● **Document section**:
===============

= Morten Thrane Esmark =

Norwegian priest and mineralogist (1801–1882)

Hans Morten Thrane Esmark (21 August 1801 – 24 April 1882) was a Norwegian priest and mineralogist. He is most noted for first locating the mineral thorite.

==Biography==
Morten Thrane Esmark was born at Kongsberg in Buskerud, Norway as a son of Professor Jens Esmark, a professor of mineralogy. His given name came from his maternal grandfather Danish zoologist and mineralogist, Morten Thrane Brünnich. Esmark took his theological exam in 1825 and first began his ministry as chaplain at Eidanger in Tromsø, Troms, Norway. He served as a parish priest for a period at Ramnes in Jarlsberg. He later served as vicar at Brevik in Telemark.

===============

● **Entries supplied**:

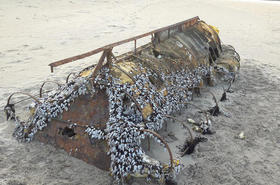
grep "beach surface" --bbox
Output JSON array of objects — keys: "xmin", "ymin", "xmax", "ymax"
[{"xmin": 0, "ymin": 0, "xmax": 280, "ymax": 185}]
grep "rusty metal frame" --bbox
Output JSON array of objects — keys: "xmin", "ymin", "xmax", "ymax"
[
  {"xmin": 49, "ymin": 16, "xmax": 200, "ymax": 72},
  {"xmin": 142, "ymin": 129, "xmax": 174, "ymax": 170},
  {"xmin": 39, "ymin": 80, "xmax": 61, "ymax": 98}
]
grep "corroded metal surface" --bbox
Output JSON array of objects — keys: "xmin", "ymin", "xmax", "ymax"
[
  {"xmin": 5, "ymin": 17, "xmax": 240, "ymax": 184},
  {"xmin": 36, "ymin": 91, "xmax": 110, "ymax": 170}
]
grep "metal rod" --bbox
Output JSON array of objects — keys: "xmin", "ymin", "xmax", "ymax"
[{"xmin": 49, "ymin": 16, "xmax": 200, "ymax": 72}]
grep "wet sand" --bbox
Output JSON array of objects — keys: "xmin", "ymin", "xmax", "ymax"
[{"xmin": 0, "ymin": 0, "xmax": 280, "ymax": 185}]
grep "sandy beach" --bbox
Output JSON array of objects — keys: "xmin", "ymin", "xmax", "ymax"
[{"xmin": 0, "ymin": 0, "xmax": 280, "ymax": 185}]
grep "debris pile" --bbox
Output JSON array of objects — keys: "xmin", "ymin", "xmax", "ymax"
[{"xmin": 5, "ymin": 18, "xmax": 240, "ymax": 184}]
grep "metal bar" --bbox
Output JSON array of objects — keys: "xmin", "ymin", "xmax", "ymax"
[
  {"xmin": 134, "ymin": 39, "xmax": 136, "ymax": 54},
  {"xmin": 92, "ymin": 49, "xmax": 112, "ymax": 81},
  {"xmin": 39, "ymin": 81, "xmax": 61, "ymax": 98},
  {"xmin": 49, "ymin": 16, "xmax": 199, "ymax": 72}
]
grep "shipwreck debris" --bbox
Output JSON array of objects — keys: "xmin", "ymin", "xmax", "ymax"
[{"xmin": 5, "ymin": 17, "xmax": 240, "ymax": 182}]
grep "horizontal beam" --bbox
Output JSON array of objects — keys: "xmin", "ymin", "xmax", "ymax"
[{"xmin": 49, "ymin": 16, "xmax": 199, "ymax": 71}]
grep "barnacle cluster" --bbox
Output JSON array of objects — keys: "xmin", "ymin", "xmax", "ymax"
[
  {"xmin": 9, "ymin": 57, "xmax": 209, "ymax": 179},
  {"xmin": 5, "ymin": 18, "xmax": 240, "ymax": 181}
]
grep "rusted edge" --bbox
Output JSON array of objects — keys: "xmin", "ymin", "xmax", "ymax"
[
  {"xmin": 142, "ymin": 129, "xmax": 173, "ymax": 169},
  {"xmin": 7, "ymin": 92, "xmax": 41, "ymax": 105},
  {"xmin": 49, "ymin": 16, "xmax": 199, "ymax": 72}
]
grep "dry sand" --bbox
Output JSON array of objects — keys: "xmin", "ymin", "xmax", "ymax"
[{"xmin": 0, "ymin": 0, "xmax": 280, "ymax": 185}]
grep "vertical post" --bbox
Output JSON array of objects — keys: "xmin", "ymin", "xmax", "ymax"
[
  {"xmin": 168, "ymin": 28, "xmax": 170, "ymax": 38},
  {"xmin": 134, "ymin": 39, "xmax": 136, "ymax": 54},
  {"xmin": 92, "ymin": 49, "xmax": 111, "ymax": 80}
]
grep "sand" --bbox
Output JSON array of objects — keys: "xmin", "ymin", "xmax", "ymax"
[{"xmin": 0, "ymin": 0, "xmax": 280, "ymax": 185}]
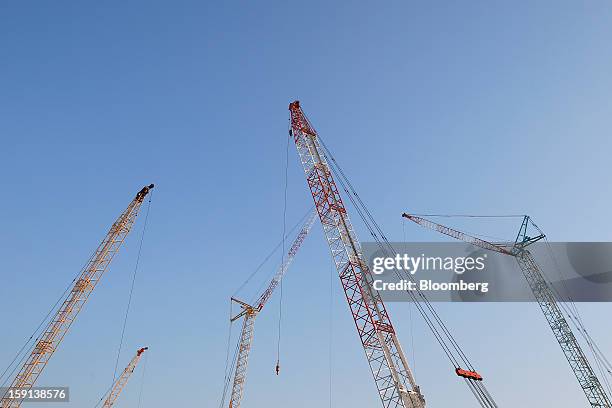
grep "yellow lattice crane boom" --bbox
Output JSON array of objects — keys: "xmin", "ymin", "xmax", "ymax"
[
  {"xmin": 0, "ymin": 184, "xmax": 153, "ymax": 408},
  {"xmin": 102, "ymin": 347, "xmax": 149, "ymax": 408}
]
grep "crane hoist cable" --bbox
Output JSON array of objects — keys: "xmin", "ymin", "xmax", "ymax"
[
  {"xmin": 0, "ymin": 184, "xmax": 154, "ymax": 408},
  {"xmin": 402, "ymin": 213, "xmax": 612, "ymax": 408},
  {"xmin": 111, "ymin": 192, "xmax": 153, "ymax": 384},
  {"xmin": 221, "ymin": 211, "xmax": 316, "ymax": 408},
  {"xmin": 96, "ymin": 347, "xmax": 149, "ymax": 408},
  {"xmin": 275, "ymin": 130, "xmax": 290, "ymax": 375}
]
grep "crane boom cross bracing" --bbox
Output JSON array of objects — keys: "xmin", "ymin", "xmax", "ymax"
[
  {"xmin": 0, "ymin": 184, "xmax": 153, "ymax": 408},
  {"xmin": 289, "ymin": 101, "xmax": 425, "ymax": 408},
  {"xmin": 402, "ymin": 213, "xmax": 612, "ymax": 408},
  {"xmin": 102, "ymin": 347, "xmax": 149, "ymax": 408},
  {"xmin": 229, "ymin": 211, "xmax": 316, "ymax": 408}
]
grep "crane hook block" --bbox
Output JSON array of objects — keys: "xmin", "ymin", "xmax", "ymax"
[
  {"xmin": 455, "ymin": 367, "xmax": 482, "ymax": 381},
  {"xmin": 136, "ymin": 184, "xmax": 155, "ymax": 202}
]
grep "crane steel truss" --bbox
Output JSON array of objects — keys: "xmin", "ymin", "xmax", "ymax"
[
  {"xmin": 102, "ymin": 347, "xmax": 149, "ymax": 408},
  {"xmin": 289, "ymin": 101, "xmax": 425, "ymax": 408},
  {"xmin": 403, "ymin": 214, "xmax": 612, "ymax": 408},
  {"xmin": 229, "ymin": 211, "xmax": 316, "ymax": 408},
  {"xmin": 0, "ymin": 184, "xmax": 153, "ymax": 408}
]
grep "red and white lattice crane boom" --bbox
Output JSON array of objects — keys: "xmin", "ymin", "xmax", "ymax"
[{"xmin": 289, "ymin": 101, "xmax": 425, "ymax": 408}]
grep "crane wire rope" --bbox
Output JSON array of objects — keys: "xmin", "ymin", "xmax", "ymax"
[
  {"xmin": 232, "ymin": 206, "xmax": 314, "ymax": 301},
  {"xmin": 402, "ymin": 221, "xmax": 417, "ymax": 377},
  {"xmin": 327, "ymin": 258, "xmax": 336, "ymax": 408},
  {"xmin": 318, "ymin": 136, "xmax": 497, "ymax": 407},
  {"xmin": 276, "ymin": 131, "xmax": 290, "ymax": 375},
  {"xmin": 137, "ymin": 353, "xmax": 149, "ymax": 408},
  {"xmin": 111, "ymin": 191, "xmax": 153, "ymax": 387}
]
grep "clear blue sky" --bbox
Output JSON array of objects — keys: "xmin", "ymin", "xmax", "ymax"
[{"xmin": 0, "ymin": 1, "xmax": 612, "ymax": 408}]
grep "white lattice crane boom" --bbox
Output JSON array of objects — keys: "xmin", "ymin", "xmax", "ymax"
[
  {"xmin": 229, "ymin": 211, "xmax": 316, "ymax": 408},
  {"xmin": 102, "ymin": 347, "xmax": 149, "ymax": 408},
  {"xmin": 402, "ymin": 213, "xmax": 612, "ymax": 408}
]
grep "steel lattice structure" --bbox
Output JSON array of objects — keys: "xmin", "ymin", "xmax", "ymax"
[
  {"xmin": 102, "ymin": 347, "xmax": 149, "ymax": 408},
  {"xmin": 403, "ymin": 214, "xmax": 612, "ymax": 408},
  {"xmin": 0, "ymin": 184, "xmax": 153, "ymax": 408},
  {"xmin": 229, "ymin": 211, "xmax": 316, "ymax": 408},
  {"xmin": 289, "ymin": 101, "xmax": 425, "ymax": 408}
]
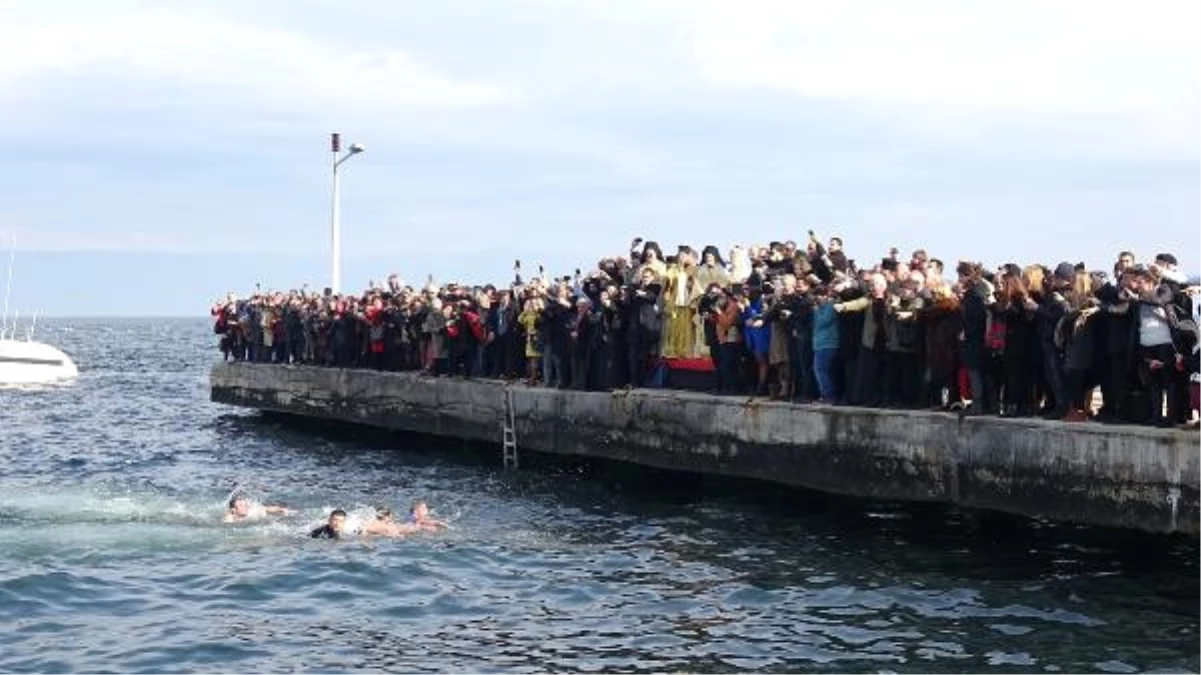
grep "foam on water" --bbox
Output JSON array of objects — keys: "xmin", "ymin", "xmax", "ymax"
[{"xmin": 0, "ymin": 319, "xmax": 1201, "ymax": 673}]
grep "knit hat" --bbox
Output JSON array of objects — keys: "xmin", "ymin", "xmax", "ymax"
[{"xmin": 1054, "ymin": 257, "xmax": 1076, "ymax": 281}]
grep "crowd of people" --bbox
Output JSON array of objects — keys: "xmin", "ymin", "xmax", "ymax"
[{"xmin": 213, "ymin": 232, "xmax": 1201, "ymax": 426}]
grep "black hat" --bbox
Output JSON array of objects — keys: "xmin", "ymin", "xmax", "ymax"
[
  {"xmin": 1054, "ymin": 257, "xmax": 1076, "ymax": 281},
  {"xmin": 700, "ymin": 244, "xmax": 725, "ymax": 265}
]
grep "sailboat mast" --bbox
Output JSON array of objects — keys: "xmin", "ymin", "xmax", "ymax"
[{"xmin": 0, "ymin": 234, "xmax": 17, "ymax": 340}]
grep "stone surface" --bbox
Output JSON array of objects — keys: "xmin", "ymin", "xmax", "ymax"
[{"xmin": 211, "ymin": 363, "xmax": 1201, "ymax": 533}]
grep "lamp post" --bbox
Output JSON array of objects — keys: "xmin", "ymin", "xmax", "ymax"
[{"xmin": 329, "ymin": 133, "xmax": 366, "ymax": 293}]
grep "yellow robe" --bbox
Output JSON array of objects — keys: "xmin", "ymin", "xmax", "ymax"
[{"xmin": 659, "ymin": 265, "xmax": 701, "ymax": 359}]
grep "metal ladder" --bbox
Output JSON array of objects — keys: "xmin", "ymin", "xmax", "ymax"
[{"xmin": 501, "ymin": 387, "xmax": 518, "ymax": 468}]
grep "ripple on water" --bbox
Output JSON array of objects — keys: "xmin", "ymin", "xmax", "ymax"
[{"xmin": 0, "ymin": 319, "xmax": 1201, "ymax": 673}]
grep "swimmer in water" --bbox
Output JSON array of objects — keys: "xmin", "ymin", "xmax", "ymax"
[
  {"xmin": 363, "ymin": 507, "xmax": 420, "ymax": 537},
  {"xmin": 405, "ymin": 500, "xmax": 449, "ymax": 532},
  {"xmin": 221, "ymin": 495, "xmax": 295, "ymax": 522},
  {"xmin": 309, "ymin": 508, "xmax": 346, "ymax": 539}
]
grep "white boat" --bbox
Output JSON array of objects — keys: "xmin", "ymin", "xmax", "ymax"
[
  {"xmin": 0, "ymin": 339, "xmax": 79, "ymax": 386},
  {"xmin": 0, "ymin": 237, "xmax": 79, "ymax": 387}
]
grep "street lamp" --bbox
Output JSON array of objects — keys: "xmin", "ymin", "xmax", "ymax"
[{"xmin": 329, "ymin": 133, "xmax": 366, "ymax": 293}]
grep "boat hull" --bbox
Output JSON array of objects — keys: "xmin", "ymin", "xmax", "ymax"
[{"xmin": 0, "ymin": 340, "xmax": 79, "ymax": 386}]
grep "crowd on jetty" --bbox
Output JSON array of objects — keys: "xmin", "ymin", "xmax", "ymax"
[{"xmin": 213, "ymin": 232, "xmax": 1201, "ymax": 426}]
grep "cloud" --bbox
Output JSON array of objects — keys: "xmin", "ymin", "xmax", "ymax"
[
  {"xmin": 0, "ymin": 1, "xmax": 519, "ymax": 113},
  {"xmin": 677, "ymin": 0, "xmax": 1201, "ymax": 153}
]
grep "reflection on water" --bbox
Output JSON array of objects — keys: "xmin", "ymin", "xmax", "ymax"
[{"xmin": 0, "ymin": 322, "xmax": 1201, "ymax": 673}]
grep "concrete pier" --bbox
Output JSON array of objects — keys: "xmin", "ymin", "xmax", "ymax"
[{"xmin": 211, "ymin": 363, "xmax": 1201, "ymax": 533}]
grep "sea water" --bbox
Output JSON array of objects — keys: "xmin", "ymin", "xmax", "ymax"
[{"xmin": 0, "ymin": 319, "xmax": 1201, "ymax": 673}]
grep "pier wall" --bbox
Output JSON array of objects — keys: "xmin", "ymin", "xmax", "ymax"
[{"xmin": 210, "ymin": 363, "xmax": 1201, "ymax": 533}]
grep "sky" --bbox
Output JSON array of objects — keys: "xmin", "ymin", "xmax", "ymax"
[{"xmin": 0, "ymin": 0, "xmax": 1201, "ymax": 316}]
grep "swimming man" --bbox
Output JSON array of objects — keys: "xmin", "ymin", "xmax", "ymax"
[
  {"xmin": 309, "ymin": 508, "xmax": 346, "ymax": 539},
  {"xmin": 221, "ymin": 494, "xmax": 295, "ymax": 522},
  {"xmin": 405, "ymin": 500, "xmax": 449, "ymax": 532}
]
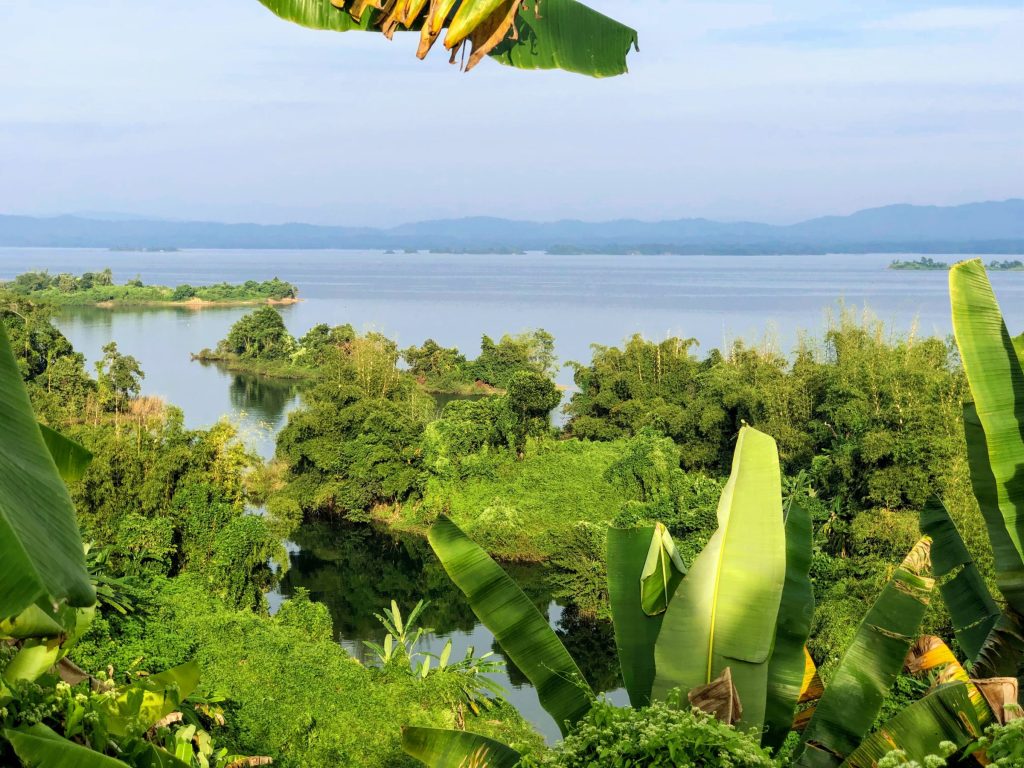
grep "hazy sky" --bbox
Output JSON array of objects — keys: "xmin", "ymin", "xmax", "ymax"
[{"xmin": 0, "ymin": 0, "xmax": 1024, "ymax": 225}]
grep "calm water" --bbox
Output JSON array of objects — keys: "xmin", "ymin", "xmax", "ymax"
[{"xmin": 0, "ymin": 249, "xmax": 1024, "ymax": 737}]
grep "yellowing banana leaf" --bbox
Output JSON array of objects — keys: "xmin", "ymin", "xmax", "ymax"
[
  {"xmin": 949, "ymin": 259, "xmax": 1024, "ymax": 593},
  {"xmin": 428, "ymin": 516, "xmax": 594, "ymax": 734},
  {"xmin": 39, "ymin": 424, "xmax": 92, "ymax": 482},
  {"xmin": 843, "ymin": 683, "xmax": 991, "ymax": 768},
  {"xmin": 921, "ymin": 497, "xmax": 1002, "ymax": 664},
  {"xmin": 260, "ymin": 0, "xmax": 637, "ymax": 77},
  {"xmin": 401, "ymin": 726, "xmax": 519, "ymax": 768},
  {"xmin": 3, "ymin": 723, "xmax": 128, "ymax": 768},
  {"xmin": 0, "ymin": 329, "xmax": 96, "ymax": 618},
  {"xmin": 761, "ymin": 504, "xmax": 814, "ymax": 749},
  {"xmin": 106, "ymin": 662, "xmax": 200, "ymax": 736},
  {"xmin": 653, "ymin": 427, "xmax": 785, "ymax": 729},
  {"xmin": 795, "ymin": 538, "xmax": 934, "ymax": 768},
  {"xmin": 964, "ymin": 402, "xmax": 1024, "ymax": 613},
  {"xmin": 608, "ymin": 523, "xmax": 685, "ymax": 708}
]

===============

According to the Esmark biography, which mineral is he most noted for first locating?

● **Finished answer**: Thorite.